Objectifs:
1) Répondez à ces questions sur l'article consacré à Walt Disney :
(a) Quel média revient sur la personnalité du fondateur de Disney ?
(b) Quel acteur incarne Walt Disney dans le film ?
(c) Quel est le titre anglais du film ?
2) Recopiez le passage de l'article sur Walt Disney qui va de "Pourquoi vous cache-t-on" à "à rêve américaines.", bornes comprises. Renommez au passage "francetv info" en "notre rédaction".
##### Texte proposé #####
Pourquoi vous cache-t-on la vérité sur Walt Disney ?
A l'occasion de la sortie du film "Dans l'ombre de Mary-La promesse de Walt Disney", francetv info revient sur la personnalité controversé du fondateur d'une des plus célèbres usines à rêve américaines.
Y a-t-il des cadavres dans les placards de Cendrillon ? Ou des casseroles embarrassantes dans la cuisine de Ratatouille ? Disney braque la caméra sur ses propres coulisses dans Dans l'ombre de Mary – La promesse de Walt Disney, sur les écrans mercredi 5 mars. Dans ce film (intitulé, en anglais, Saving Mr Banks) de John Lee Hancock, Tom Hanks incarne le héros discret et omniprésent de notre enfance, Walt Disney : dessinateur, businessman, superproducteur et fondateur d'un empire qui fascine depuis plus de soixante-dix ans. Le récit se concentre sur son combat pour convaincre l'auteure australienne P.L Travers de le laisser porter à l'écran l'histoire de son héroïne, Mary Poppins.
##### Extraits de données #####
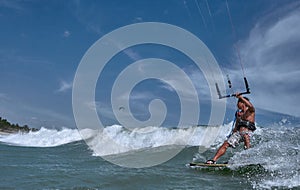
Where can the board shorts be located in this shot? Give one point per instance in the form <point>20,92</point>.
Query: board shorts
<point>237,137</point>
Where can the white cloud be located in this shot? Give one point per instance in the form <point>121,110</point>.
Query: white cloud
<point>65,86</point>
<point>272,60</point>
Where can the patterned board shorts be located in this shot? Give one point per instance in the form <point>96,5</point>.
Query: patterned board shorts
<point>237,137</point>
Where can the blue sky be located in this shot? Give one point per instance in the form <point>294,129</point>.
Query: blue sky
<point>42,43</point>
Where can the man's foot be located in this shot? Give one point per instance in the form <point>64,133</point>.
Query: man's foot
<point>210,162</point>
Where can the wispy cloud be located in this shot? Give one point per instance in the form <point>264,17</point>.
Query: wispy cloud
<point>271,56</point>
<point>11,4</point>
<point>64,86</point>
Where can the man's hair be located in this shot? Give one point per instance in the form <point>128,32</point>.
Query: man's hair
<point>240,100</point>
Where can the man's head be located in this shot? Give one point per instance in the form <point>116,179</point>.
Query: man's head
<point>241,102</point>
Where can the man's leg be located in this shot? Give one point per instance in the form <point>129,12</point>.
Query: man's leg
<point>245,133</point>
<point>221,151</point>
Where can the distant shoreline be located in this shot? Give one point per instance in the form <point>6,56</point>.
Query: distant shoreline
<point>7,128</point>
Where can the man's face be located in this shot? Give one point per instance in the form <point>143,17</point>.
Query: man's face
<point>240,105</point>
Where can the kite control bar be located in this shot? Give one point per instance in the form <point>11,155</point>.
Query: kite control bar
<point>232,95</point>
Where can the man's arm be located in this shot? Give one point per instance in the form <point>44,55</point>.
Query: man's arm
<point>248,103</point>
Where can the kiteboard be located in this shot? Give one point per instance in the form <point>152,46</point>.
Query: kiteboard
<point>204,165</point>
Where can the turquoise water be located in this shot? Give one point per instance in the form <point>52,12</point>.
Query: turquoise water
<point>30,161</point>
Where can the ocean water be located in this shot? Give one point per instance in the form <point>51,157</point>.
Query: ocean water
<point>60,159</point>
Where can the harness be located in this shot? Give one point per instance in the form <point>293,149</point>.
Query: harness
<point>249,125</point>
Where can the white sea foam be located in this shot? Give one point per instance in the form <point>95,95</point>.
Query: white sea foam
<point>42,138</point>
<point>117,139</point>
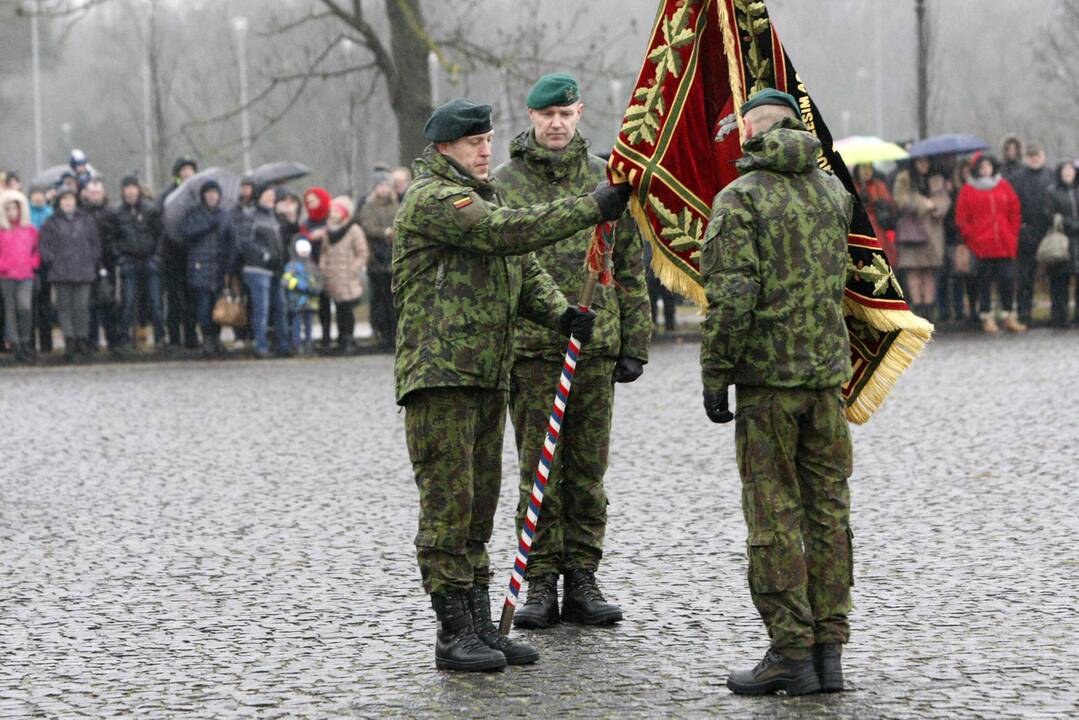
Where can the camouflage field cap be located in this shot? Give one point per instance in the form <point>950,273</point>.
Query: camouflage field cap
<point>558,89</point>
<point>458,119</point>
<point>769,96</point>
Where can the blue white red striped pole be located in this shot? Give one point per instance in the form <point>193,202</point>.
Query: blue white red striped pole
<point>543,469</point>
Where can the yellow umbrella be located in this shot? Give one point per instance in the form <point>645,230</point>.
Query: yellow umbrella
<point>859,149</point>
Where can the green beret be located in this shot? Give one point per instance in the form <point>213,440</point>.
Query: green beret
<point>458,119</point>
<point>769,96</point>
<point>556,89</point>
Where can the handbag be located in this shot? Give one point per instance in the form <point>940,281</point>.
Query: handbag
<point>230,310</point>
<point>961,261</point>
<point>1053,247</point>
<point>909,231</point>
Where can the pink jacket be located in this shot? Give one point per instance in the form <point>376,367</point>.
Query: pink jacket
<point>18,244</point>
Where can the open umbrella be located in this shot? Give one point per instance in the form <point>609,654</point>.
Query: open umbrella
<point>186,197</point>
<point>947,145</point>
<point>859,149</point>
<point>276,173</point>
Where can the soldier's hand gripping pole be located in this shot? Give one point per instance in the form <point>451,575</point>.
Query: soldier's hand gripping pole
<point>543,467</point>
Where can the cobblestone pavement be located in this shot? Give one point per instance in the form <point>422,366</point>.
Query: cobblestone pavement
<point>235,540</point>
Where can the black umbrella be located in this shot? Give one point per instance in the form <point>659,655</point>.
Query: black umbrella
<point>186,197</point>
<point>947,145</point>
<point>276,173</point>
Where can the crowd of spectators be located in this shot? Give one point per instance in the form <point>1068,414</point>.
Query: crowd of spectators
<point>964,233</point>
<point>112,275</point>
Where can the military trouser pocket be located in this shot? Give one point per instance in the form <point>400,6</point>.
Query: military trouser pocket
<point>850,557</point>
<point>774,565</point>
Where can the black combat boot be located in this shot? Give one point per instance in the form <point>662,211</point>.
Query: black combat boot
<point>583,602</point>
<point>479,606</point>
<point>541,608</point>
<point>828,662</point>
<point>775,673</point>
<point>458,647</point>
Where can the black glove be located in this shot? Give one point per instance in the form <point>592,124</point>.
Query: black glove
<point>612,199</point>
<point>628,369</point>
<point>715,406</point>
<point>578,323</point>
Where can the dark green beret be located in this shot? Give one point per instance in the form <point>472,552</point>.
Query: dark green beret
<point>769,96</point>
<point>458,119</point>
<point>556,89</point>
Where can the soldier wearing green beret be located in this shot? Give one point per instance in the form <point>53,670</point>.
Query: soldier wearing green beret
<point>463,271</point>
<point>548,162</point>
<point>774,266</point>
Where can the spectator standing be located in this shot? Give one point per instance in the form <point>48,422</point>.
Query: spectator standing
<point>179,299</point>
<point>988,217</point>
<point>204,231</point>
<point>923,202</point>
<point>260,256</point>
<point>1011,151</point>
<point>303,284</point>
<point>19,258</point>
<point>70,246</point>
<point>344,255</point>
<point>136,246</point>
<point>1064,201</point>
<point>377,219</point>
<point>1032,184</point>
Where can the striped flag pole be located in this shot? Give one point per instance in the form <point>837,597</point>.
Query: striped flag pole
<point>543,469</point>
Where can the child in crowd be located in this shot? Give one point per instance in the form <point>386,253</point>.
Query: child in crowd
<point>303,283</point>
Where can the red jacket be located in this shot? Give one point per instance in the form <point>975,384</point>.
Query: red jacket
<point>987,215</point>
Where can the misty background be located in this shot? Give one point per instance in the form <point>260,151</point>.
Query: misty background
<point>125,70</point>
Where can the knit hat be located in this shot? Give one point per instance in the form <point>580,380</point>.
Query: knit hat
<point>317,202</point>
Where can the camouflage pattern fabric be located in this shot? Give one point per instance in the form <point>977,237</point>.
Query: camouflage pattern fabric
<point>794,458</point>
<point>573,521</point>
<point>454,442</point>
<point>623,321</point>
<point>774,266</point>
<point>463,271</point>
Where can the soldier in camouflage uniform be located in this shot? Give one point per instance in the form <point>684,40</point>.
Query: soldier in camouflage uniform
<point>462,271</point>
<point>548,162</point>
<point>774,265</point>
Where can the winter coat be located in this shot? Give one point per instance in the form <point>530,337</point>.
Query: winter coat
<point>1064,201</point>
<point>261,246</point>
<point>303,284</point>
<point>136,231</point>
<point>775,316</point>
<point>39,214</point>
<point>71,247</point>
<point>535,175</point>
<point>376,216</point>
<point>205,233</point>
<point>1032,187</point>
<point>988,217</point>
<point>342,261</point>
<point>19,255</point>
<point>914,205</point>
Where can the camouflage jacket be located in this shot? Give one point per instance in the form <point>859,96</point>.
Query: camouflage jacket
<point>623,316</point>
<point>463,270</point>
<point>774,265</point>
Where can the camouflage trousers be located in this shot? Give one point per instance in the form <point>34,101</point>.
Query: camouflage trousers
<point>794,458</point>
<point>454,442</point>
<point>573,518</point>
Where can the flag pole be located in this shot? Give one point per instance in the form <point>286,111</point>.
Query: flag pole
<point>546,458</point>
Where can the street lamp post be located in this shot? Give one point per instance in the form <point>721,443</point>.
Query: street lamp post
<point>240,25</point>
<point>36,71</point>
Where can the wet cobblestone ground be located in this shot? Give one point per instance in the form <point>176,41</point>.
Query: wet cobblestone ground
<point>234,540</point>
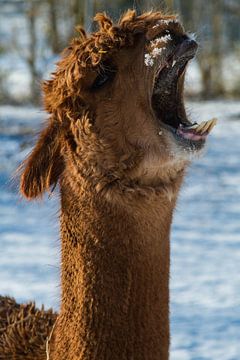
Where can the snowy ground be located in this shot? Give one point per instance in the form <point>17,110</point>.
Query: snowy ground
<point>205,277</point>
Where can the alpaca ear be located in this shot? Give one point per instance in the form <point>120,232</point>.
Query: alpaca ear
<point>42,168</point>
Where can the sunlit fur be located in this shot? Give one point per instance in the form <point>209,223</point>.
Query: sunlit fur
<point>119,181</point>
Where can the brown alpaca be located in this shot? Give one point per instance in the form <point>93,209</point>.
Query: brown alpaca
<point>117,140</point>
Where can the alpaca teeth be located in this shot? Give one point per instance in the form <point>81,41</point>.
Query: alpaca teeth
<point>193,126</point>
<point>206,126</point>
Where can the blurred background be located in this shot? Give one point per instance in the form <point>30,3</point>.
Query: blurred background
<point>205,276</point>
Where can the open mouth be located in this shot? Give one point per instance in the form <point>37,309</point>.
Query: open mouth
<point>167,98</point>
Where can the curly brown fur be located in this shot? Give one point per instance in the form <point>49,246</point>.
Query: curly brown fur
<point>120,170</point>
<point>24,330</point>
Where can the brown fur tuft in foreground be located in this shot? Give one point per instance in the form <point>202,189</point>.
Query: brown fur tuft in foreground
<point>23,330</point>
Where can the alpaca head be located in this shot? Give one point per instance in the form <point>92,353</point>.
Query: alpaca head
<point>116,106</point>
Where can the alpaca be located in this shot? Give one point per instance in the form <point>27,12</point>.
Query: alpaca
<point>118,141</point>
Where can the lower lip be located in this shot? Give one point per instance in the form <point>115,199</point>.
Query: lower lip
<point>191,136</point>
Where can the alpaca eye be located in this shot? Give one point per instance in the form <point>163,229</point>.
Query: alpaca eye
<point>103,78</point>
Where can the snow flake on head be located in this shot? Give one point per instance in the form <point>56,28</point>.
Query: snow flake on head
<point>168,21</point>
<point>155,49</point>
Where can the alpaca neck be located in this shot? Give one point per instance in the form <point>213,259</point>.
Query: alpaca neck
<point>115,278</point>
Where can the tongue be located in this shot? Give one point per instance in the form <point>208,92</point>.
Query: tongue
<point>190,134</point>
<point>196,131</point>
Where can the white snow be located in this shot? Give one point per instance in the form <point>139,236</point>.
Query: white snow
<point>205,276</point>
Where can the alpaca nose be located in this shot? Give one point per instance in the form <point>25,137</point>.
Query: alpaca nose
<point>187,48</point>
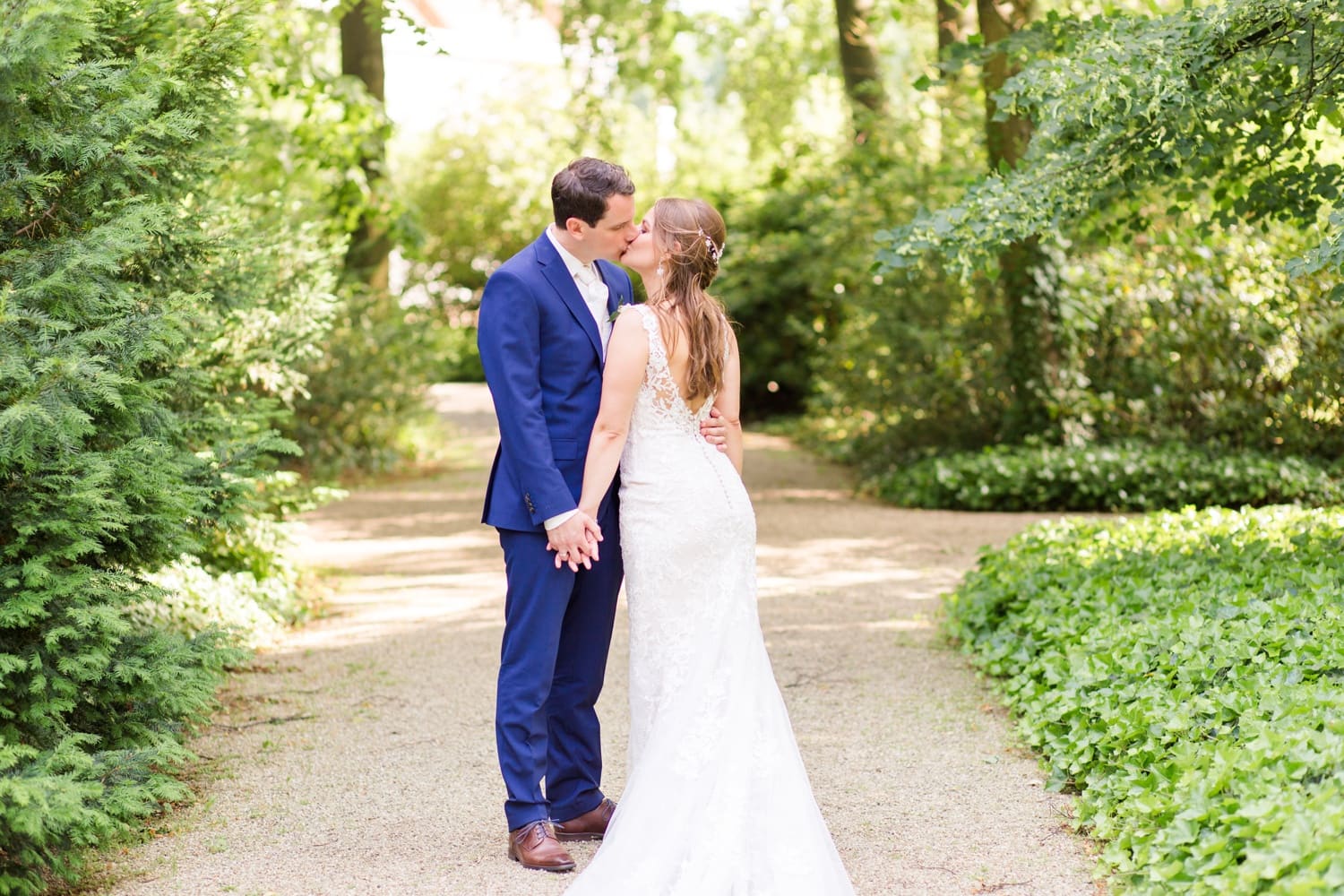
#####
Réponses aux consignes:
1)
(a) francetv info
(b) Tom Hanks
(c) Saving Mr Banks

2)
Pourquoi vous cache-t-on la vérité sur Walt Disney ?
A l'occasion de la sortie du film "Dans l'ombre de Mary-La promesse de Walt Disney", notre rédaction revient sur la personnalité controversé du fondateur d'une des plus célèbres usines à rêve américaines.